Image from the Internet.
The opening poem contains all the words (or variations of them) from today's Jumble.
Comments are welcomed!
Do not explicitly reveal any of the actual answer words until after closing time, but embedding them surreptitiously in comment sentences is encouraged.
9 comments:
I'm usually rather critical of the jumble solutions, but wonder of wonders, I liked both of these. I think maybe the j4 was a more natural pun, but the j6 was pretty darn clever too.
Yay!!!
I have only one Jumble to work with, and it's the one of the little kids playing outside on a winder day. So here's the poem:
"Knight Fight"
The knight always tried to mock us,
but we quickly formed a caucus.
We took a deep breath of oxygen
to think how to fight such toxic men.
Were there laws we could impose,
or just taunt him with nasty prose?
Should we break into his locale,
or try to make him a pal?
To tease him would take a while
if we wanted to do it in style.
In the end we just let him roam,
after all, there's no place like home.
But we did laugh at him in a poem.
I must apologize for the obvious sexism of my offering. It is partly because of the generational prejudice that treated the male labels as if they were inclusive of women--and partly because I couldn't think of rhymes to substitute if I were to edit 77my paternalistic words.
J4
"Harlequin's Vestments"
When a clown dies, the world is turned upside down.
Those with the gift of comedy, innately funny men
of dry humor, farce, or diverting wit, for whom a frown
is alien--these are the antitheses of death. Their zen
is not mere breath, but the trumpet call of laughter.
What kind of funeral do we dare to offer a clown?
What form of escort into the hereafter?
If black is the guise of mourning, stop & look around:
Mark the motley that adorns the mirthful spirit.
We'll never send a Fool off well--or even come near it.
~ OMK
Totally sweet poem, Ol' Man Keith, about a topic one never thinks about. But it's the way you shape your phrases that just makes your rhymes so sophisticated ("mark the motley"). Many thanks for this lovely Sunday offering.
Thank you, Misty.
I like how both our poems chanced to honor comedy--and Fools.
In weighing your options for handling a bullying knight, you considered fighting him off versus legal recourse (Magna Carta?), but chose humor in the end. The laughing poem.
There's nothing quite so powerful as mockery, satire,
We all remember heroic resistance (Tinamen Square), but the bully remembers the joke.
When he's the butt, he knows he's failed to overwhelm.
~ OMK
Sandy, I liked the J4 solution too, definitely the better of the two. "Great minds...," eh?
But I have to say that I had a hard time imagining the literal version of that solution. You'll see from the title to my poem, that my immediate response to the 2nd word was to envision "clothing."
I suppose this may include the uniforms of bellhops & maybe dresses and aprons for maid service. But unless others on the front desk are wearing uniform apparel, that must be the end of the clothing that qualifies.
~ OMK
We don't have many reasons to look it up these days, but here's a good example of MOTLEY.
Click on it to see what may be an unusual "guise" at a modern funeral.
~ OMK
OMK, I saw the literal meaning as just one 10-letter word......?
I think the J4 gag works, Sandy, because we can see both meanings. We may react first to one of the senses before we see the other, but they both come through. For me, it was the sense of a "hotel uniform" first, but then almost immediately I saw it as a shrewd place to salt away some $$$.
Technically, of course, the shark-tank option should require a repetition of the first syllable--an "Inn-investment"-- but the comedy brain isn't a real stickler.

Problem statement:
From the Jumble blog page, extract the passage that begins at "I like how both" and stops after "The laughing poem.". You won't need the lines that come next.

Study material:

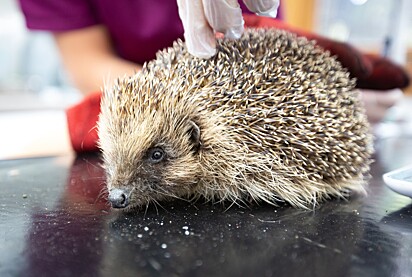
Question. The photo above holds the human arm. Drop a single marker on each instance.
(202, 18)
(90, 59)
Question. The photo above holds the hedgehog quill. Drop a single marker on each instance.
(270, 118)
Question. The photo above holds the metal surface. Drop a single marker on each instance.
(55, 221)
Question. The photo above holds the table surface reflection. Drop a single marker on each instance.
(55, 221)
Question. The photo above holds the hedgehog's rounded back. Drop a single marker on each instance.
(270, 118)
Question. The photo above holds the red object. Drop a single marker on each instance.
(372, 72)
(82, 119)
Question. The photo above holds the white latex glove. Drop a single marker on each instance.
(201, 18)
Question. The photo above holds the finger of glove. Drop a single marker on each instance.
(199, 37)
(225, 16)
(263, 7)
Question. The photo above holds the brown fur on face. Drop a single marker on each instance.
(270, 118)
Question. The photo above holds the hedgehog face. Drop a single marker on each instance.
(154, 165)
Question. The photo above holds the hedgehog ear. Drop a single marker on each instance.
(194, 133)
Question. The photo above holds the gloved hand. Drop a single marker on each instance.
(201, 18)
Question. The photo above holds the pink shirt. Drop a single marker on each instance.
(138, 28)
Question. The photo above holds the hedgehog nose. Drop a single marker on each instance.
(119, 197)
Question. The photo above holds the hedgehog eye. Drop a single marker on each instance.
(156, 154)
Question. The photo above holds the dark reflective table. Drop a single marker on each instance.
(55, 221)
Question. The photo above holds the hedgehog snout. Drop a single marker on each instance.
(119, 197)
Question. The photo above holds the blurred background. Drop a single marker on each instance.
(34, 89)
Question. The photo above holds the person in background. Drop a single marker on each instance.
(101, 40)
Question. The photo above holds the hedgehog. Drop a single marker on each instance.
(270, 118)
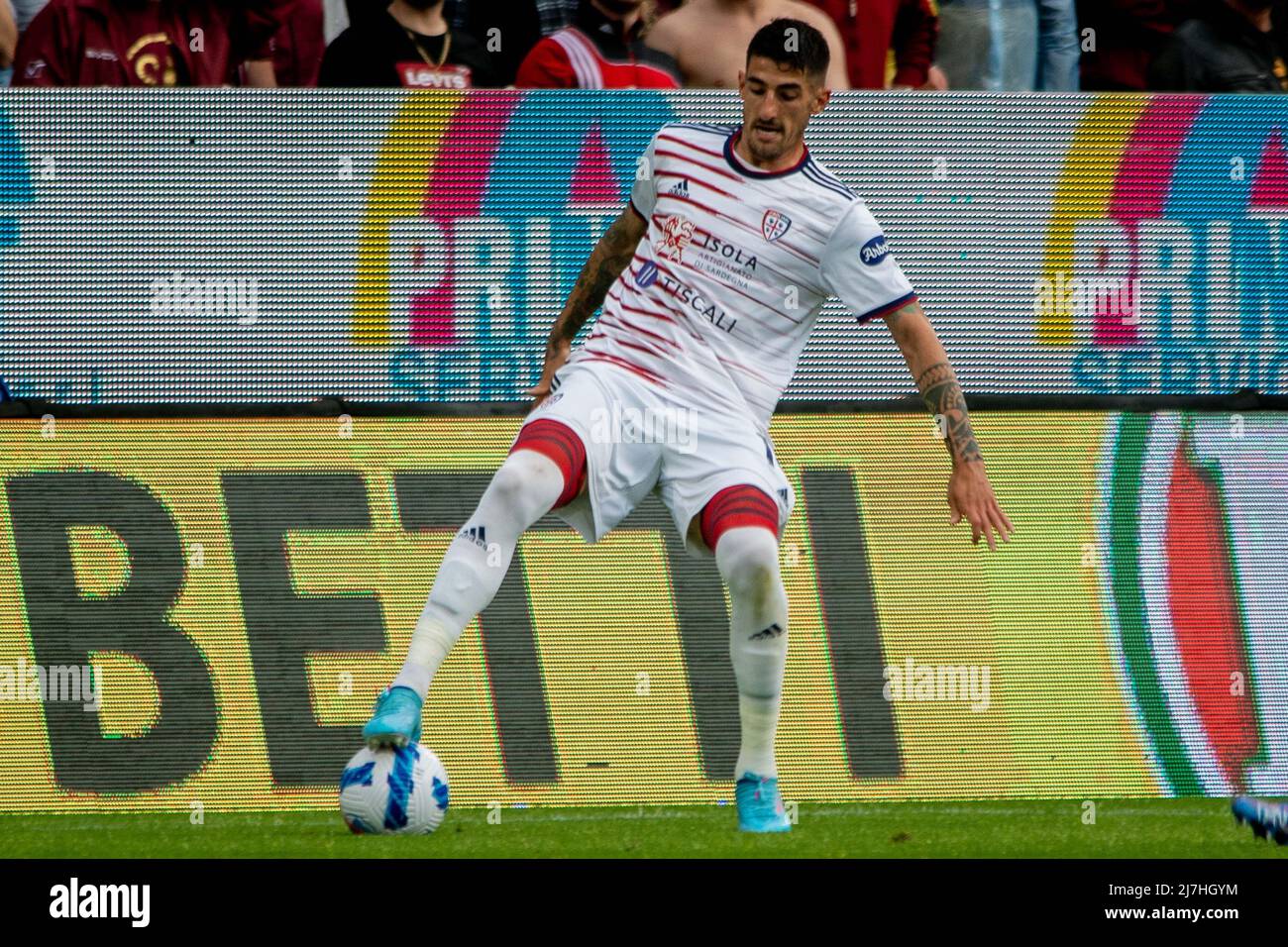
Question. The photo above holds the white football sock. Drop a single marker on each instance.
(522, 491)
(747, 558)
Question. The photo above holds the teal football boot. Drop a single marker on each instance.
(760, 806)
(395, 720)
(1267, 819)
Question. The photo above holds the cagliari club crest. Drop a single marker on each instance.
(774, 224)
(677, 235)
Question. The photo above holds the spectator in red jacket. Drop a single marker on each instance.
(601, 50)
(874, 29)
(145, 42)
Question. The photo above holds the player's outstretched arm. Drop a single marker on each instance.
(970, 495)
(612, 254)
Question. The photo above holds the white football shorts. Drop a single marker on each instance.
(640, 440)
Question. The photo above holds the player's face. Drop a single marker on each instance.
(777, 105)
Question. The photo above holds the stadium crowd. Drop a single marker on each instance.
(997, 46)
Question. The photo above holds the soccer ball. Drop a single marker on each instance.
(393, 791)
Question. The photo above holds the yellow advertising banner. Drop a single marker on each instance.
(233, 592)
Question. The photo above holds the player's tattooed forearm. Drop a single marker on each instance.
(944, 398)
(610, 257)
(893, 318)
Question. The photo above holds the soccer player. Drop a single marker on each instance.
(709, 283)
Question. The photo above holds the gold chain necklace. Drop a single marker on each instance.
(447, 46)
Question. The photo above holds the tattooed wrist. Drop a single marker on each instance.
(944, 398)
(612, 254)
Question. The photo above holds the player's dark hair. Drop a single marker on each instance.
(795, 44)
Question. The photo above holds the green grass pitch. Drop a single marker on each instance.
(1124, 828)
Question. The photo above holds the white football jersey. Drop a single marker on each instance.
(733, 270)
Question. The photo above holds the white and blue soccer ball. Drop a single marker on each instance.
(393, 791)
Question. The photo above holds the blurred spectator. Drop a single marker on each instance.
(26, 11)
(1237, 46)
(708, 38)
(8, 35)
(1009, 46)
(600, 50)
(299, 44)
(147, 42)
(874, 30)
(1121, 39)
(410, 46)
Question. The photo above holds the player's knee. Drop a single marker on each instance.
(524, 483)
(747, 558)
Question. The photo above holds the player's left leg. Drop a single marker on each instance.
(741, 525)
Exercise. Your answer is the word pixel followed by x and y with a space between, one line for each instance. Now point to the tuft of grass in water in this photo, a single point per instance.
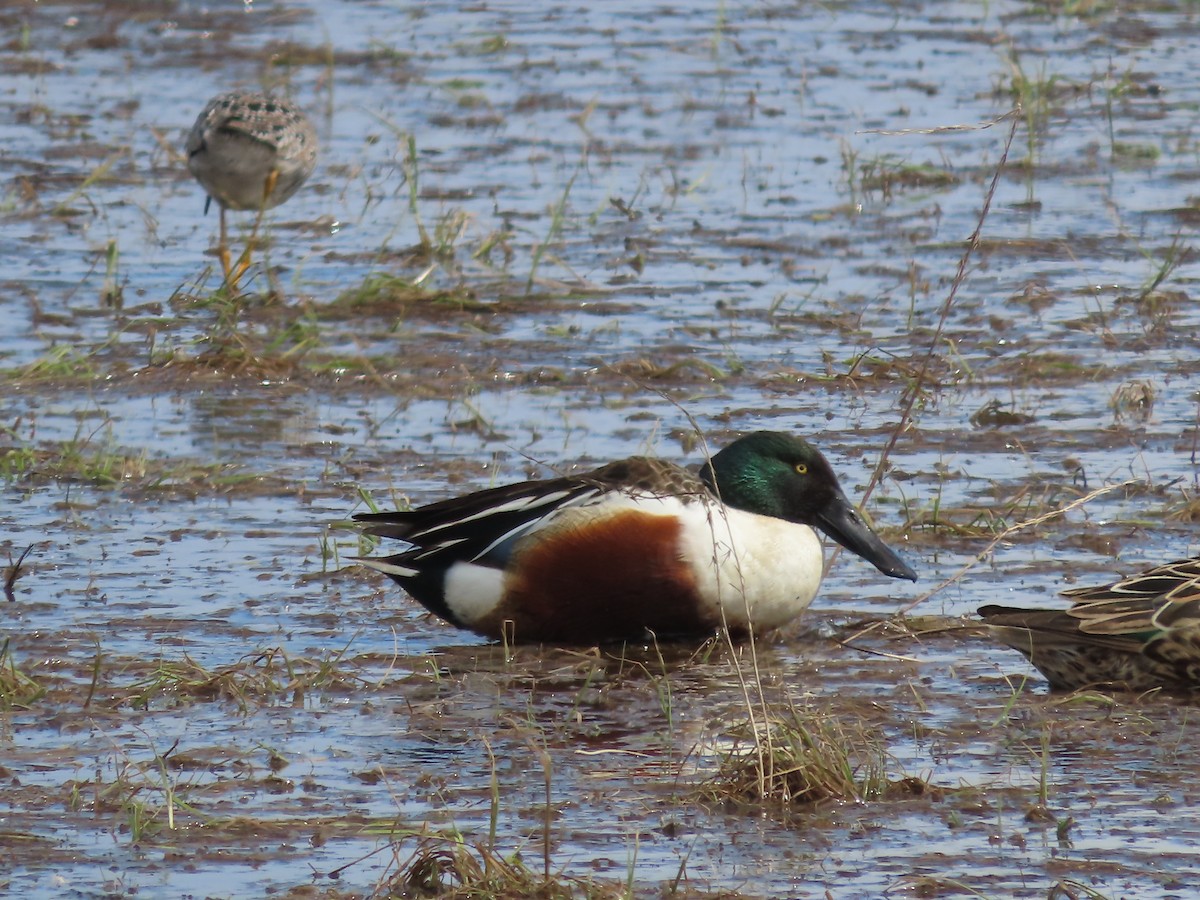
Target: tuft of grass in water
pixel 385 294
pixel 888 174
pixel 17 689
pixel 253 681
pixel 450 868
pixel 799 757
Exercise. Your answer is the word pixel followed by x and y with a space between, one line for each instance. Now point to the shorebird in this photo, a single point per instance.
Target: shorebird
pixel 250 151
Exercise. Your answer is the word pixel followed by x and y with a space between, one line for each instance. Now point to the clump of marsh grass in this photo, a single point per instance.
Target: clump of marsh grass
pixel 797 757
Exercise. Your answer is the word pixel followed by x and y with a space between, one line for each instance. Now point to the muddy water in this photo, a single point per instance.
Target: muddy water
pixel 635 214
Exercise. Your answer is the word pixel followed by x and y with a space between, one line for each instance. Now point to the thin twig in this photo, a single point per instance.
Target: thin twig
pixel 915 389
pixel 13 573
pixel 946 129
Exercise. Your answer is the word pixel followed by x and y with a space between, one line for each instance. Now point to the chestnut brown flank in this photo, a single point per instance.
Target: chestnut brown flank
pixel 606 579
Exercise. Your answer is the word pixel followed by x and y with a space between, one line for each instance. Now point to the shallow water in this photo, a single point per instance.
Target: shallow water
pixel 640 214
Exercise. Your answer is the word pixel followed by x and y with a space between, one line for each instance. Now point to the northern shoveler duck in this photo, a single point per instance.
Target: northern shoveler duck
pixel 633 547
pixel 1135 634
pixel 250 151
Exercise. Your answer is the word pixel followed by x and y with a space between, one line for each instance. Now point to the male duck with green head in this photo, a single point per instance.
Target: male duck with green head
pixel 635 546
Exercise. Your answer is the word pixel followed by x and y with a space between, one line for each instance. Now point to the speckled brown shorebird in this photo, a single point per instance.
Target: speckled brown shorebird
pixel 250 151
pixel 1137 634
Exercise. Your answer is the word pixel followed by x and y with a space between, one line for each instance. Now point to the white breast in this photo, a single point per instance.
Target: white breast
pixel 759 570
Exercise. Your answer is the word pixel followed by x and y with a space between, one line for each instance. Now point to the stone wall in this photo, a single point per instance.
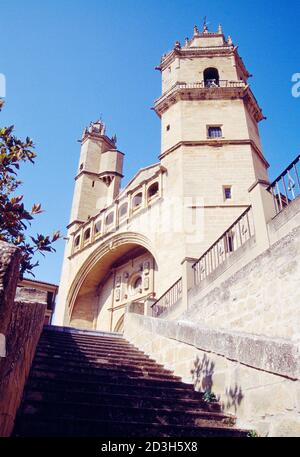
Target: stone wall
pixel 21 323
pixel 256 378
pixel 261 298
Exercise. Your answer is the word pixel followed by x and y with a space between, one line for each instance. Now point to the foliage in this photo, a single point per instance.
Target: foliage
pixel 15 219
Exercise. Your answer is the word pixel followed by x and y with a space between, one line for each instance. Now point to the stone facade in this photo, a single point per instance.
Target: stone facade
pixel 21 323
pixel 210 155
pixel 255 378
pixel 261 298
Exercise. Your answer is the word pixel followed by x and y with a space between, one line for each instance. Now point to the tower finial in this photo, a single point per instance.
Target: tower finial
pixel 205 25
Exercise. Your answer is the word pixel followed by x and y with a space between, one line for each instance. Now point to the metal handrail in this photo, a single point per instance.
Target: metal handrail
pixel 285 192
pixel 232 239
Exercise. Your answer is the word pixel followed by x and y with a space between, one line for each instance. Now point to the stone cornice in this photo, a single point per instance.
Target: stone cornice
pixel 197 91
pixel 98 175
pixel 187 53
pixel 98 137
pixel 216 143
pixel 274 355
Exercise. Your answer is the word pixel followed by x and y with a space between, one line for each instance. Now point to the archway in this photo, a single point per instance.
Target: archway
pixel 121 270
pixel 211 77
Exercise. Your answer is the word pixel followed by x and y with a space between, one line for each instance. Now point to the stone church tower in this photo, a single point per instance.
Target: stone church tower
pixel 129 245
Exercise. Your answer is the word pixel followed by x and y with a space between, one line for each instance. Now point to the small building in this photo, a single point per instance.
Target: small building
pixel 43 292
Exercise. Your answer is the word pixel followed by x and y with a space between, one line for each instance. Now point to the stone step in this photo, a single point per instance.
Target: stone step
pixel 53 393
pixel 41 364
pixel 35 426
pixel 170 392
pixel 88 384
pixel 102 361
pixel 57 336
pixel 94 355
pixel 88 347
pixel 68 374
pixel 98 411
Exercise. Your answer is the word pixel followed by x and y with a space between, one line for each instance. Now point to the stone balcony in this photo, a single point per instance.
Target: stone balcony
pixel 128 205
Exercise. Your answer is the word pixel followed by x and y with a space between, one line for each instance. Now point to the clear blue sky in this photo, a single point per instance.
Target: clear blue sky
pixel 67 62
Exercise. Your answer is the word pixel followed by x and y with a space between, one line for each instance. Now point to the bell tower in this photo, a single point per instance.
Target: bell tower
pixel 210 142
pixel 99 173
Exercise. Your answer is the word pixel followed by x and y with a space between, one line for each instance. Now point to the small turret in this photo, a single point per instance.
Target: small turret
pixel 99 173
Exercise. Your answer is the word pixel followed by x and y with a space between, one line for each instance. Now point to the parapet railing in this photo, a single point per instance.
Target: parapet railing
pixel 231 240
pixel 168 299
pixel 208 84
pixel 286 187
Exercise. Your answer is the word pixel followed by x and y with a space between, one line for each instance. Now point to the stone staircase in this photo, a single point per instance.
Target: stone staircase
pixel 96 384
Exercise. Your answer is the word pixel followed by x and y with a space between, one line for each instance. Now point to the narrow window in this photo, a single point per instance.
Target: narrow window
pixel 87 234
pixel 211 77
pixel 123 210
pixel 214 132
pixel 137 200
pixel 109 218
pixel 98 227
pixel 229 242
pixel 153 190
pixel 227 193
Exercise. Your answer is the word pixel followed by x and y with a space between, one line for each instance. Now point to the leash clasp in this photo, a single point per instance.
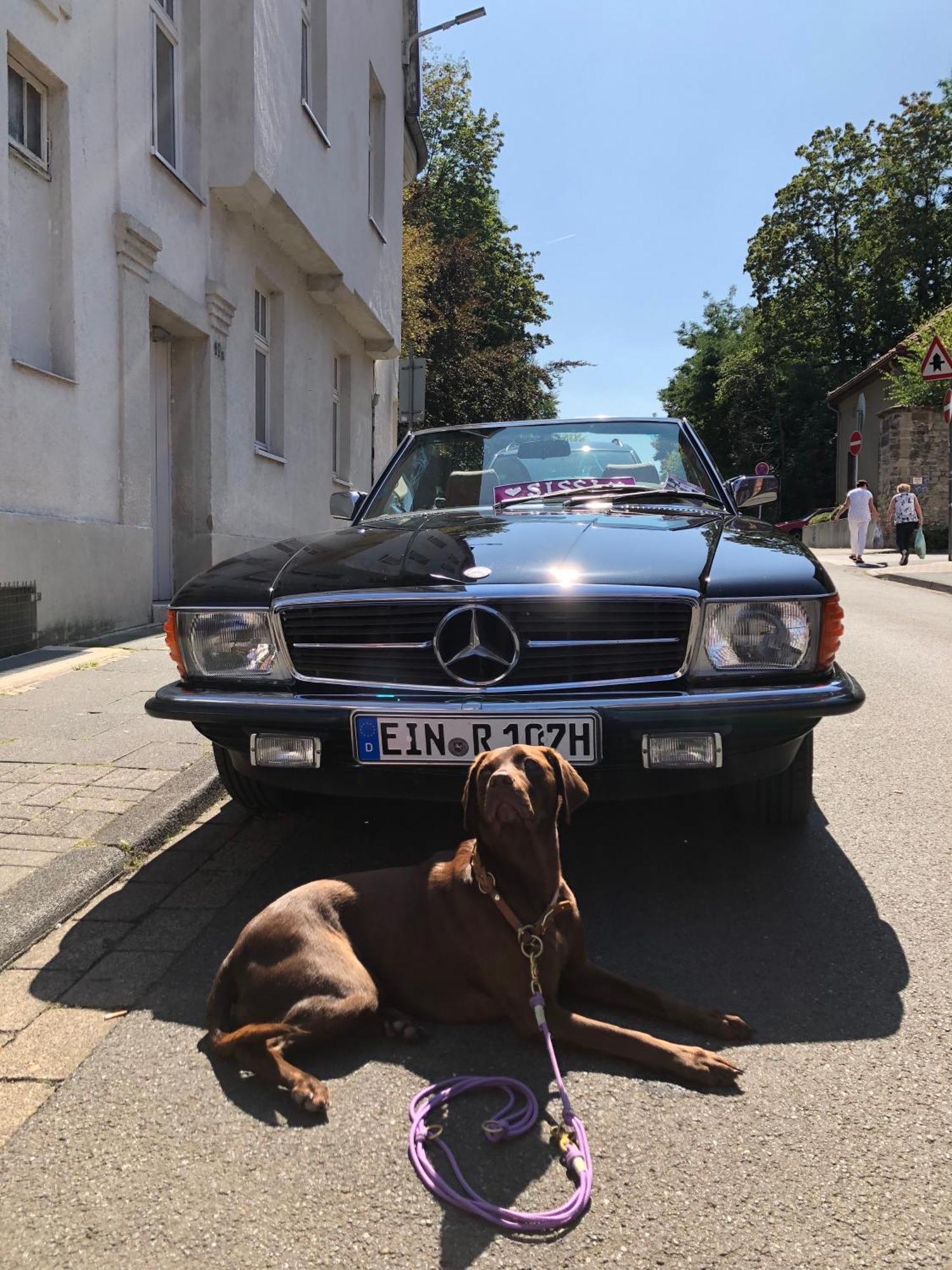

Written response:
I like how both our poems chanced to honor comedy--and Fools.
In weighing your options for handling a bullying knight, you considered fighting him off versus legal recourse (Magna Carta?), but chose humor in the end. The laughing poem.